[Referring expression data]
-- Opening Marker --

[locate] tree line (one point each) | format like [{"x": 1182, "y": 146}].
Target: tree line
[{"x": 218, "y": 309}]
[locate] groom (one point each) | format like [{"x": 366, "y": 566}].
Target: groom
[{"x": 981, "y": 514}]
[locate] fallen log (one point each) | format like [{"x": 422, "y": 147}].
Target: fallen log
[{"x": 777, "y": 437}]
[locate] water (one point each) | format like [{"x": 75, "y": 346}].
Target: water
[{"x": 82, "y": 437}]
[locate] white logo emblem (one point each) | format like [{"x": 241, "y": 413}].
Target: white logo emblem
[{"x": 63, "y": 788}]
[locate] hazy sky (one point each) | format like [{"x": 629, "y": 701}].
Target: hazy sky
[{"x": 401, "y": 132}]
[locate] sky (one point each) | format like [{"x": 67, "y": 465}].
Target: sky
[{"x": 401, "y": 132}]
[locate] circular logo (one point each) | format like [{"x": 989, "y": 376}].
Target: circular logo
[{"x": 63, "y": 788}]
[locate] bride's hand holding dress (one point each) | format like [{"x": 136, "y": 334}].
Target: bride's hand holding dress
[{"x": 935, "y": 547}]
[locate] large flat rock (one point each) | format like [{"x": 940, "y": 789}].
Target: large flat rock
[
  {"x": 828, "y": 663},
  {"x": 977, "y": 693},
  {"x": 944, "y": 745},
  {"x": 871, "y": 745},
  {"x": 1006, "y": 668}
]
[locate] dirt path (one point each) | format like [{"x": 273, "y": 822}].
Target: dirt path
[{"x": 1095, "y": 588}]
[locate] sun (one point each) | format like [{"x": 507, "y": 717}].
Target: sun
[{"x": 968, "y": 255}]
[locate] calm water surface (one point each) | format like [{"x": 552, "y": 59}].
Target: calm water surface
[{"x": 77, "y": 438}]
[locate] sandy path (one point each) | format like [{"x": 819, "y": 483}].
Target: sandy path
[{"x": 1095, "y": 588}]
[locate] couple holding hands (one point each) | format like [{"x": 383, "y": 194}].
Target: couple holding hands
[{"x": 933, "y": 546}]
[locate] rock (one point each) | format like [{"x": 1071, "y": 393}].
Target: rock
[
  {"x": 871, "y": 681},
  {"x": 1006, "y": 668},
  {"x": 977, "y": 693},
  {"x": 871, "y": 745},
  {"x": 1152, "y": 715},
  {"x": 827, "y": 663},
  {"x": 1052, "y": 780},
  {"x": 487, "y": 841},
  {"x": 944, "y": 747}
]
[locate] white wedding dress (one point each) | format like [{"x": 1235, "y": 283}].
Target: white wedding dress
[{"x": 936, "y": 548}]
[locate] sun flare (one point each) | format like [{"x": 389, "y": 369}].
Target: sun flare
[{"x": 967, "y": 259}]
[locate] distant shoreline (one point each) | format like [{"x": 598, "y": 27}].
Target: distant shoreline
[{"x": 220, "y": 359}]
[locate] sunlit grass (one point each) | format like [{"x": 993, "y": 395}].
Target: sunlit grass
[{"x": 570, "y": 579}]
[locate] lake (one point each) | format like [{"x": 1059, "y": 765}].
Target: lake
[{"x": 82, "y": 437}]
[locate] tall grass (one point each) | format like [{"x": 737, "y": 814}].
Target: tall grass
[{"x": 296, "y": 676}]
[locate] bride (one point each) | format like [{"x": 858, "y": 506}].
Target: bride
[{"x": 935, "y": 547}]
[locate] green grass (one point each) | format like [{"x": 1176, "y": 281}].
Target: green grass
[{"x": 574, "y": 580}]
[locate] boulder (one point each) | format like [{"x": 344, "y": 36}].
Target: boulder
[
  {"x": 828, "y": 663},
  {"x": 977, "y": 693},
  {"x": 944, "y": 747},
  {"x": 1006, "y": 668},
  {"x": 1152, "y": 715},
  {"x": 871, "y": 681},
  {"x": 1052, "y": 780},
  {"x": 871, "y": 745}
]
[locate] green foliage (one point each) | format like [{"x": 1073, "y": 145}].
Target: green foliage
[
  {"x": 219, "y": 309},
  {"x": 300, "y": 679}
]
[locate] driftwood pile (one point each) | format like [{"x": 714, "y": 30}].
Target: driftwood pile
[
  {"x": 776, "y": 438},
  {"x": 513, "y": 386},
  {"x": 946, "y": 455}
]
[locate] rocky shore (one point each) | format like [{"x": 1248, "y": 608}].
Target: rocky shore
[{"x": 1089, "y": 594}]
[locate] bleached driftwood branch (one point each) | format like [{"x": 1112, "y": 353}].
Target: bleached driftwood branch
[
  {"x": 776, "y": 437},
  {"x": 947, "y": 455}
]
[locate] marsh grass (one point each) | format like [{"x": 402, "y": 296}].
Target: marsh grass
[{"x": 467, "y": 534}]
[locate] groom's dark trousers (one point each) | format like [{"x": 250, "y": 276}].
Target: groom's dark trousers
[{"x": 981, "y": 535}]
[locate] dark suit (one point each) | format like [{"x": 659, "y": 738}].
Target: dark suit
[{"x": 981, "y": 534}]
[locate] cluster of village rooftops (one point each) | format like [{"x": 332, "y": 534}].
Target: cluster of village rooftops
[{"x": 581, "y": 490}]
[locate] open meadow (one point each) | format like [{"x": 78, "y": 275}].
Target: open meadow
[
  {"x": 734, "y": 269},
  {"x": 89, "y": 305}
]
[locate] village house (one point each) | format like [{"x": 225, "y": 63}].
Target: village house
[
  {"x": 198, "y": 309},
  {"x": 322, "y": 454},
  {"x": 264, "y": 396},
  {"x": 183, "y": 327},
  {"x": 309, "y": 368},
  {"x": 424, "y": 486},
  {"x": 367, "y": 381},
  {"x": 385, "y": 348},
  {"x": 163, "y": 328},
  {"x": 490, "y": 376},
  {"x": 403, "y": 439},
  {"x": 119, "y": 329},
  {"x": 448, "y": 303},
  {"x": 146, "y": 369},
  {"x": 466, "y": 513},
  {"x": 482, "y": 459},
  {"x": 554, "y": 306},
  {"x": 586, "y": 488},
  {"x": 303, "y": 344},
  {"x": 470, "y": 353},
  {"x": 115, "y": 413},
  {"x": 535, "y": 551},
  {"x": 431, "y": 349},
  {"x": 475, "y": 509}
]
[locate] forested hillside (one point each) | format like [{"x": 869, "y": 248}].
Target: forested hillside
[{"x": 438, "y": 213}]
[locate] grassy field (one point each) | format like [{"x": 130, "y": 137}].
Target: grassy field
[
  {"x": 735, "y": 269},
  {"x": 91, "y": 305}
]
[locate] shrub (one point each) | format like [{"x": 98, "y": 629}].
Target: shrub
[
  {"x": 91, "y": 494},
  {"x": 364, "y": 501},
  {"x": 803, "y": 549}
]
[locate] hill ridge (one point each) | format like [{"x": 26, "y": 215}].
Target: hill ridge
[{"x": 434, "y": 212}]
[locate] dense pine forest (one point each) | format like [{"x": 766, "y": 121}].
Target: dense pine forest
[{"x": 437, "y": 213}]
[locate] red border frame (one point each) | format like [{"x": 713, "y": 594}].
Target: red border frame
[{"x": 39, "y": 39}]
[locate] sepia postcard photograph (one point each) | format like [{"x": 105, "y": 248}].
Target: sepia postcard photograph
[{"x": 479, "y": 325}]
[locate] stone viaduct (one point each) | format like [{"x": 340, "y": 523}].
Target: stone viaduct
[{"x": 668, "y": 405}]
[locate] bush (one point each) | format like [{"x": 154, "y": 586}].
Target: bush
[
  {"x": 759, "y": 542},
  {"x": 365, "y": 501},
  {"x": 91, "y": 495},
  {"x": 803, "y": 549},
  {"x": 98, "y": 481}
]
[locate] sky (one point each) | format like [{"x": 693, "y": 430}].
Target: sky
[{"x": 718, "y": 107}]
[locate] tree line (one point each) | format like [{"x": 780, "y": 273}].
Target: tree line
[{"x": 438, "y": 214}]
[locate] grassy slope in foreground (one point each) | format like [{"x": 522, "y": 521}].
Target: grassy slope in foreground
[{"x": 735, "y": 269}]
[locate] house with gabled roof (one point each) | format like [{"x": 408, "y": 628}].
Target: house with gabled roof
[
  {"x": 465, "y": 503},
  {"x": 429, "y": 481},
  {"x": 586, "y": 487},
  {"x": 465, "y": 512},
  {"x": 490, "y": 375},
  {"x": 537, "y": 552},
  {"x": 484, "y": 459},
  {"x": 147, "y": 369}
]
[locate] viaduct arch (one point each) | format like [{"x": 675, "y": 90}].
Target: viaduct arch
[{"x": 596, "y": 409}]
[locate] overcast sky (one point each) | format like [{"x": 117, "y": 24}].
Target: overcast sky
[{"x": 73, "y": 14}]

-- Closing Marker --

** Required work **
An exact copy of the entries from the line containing "[locate] house with" through the last line is the expected answer.

** Written answer **
[locate] house with gabled roof (one point each) | format like [{"x": 408, "y": 628}].
Target: house with gabled roof
[
  {"x": 465, "y": 503},
  {"x": 429, "y": 481},
  {"x": 586, "y": 487},
  {"x": 465, "y": 512},
  {"x": 490, "y": 375},
  {"x": 537, "y": 552},
  {"x": 484, "y": 459},
  {"x": 147, "y": 369}
]
[locate] viaduct arch (one point each) | format like [{"x": 675, "y": 90}].
Target: viaduct arch
[{"x": 596, "y": 409}]
[locate] overcast sky (one point each) | format like [{"x": 117, "y": 24}].
Target: overcast sky
[{"x": 73, "y": 14}]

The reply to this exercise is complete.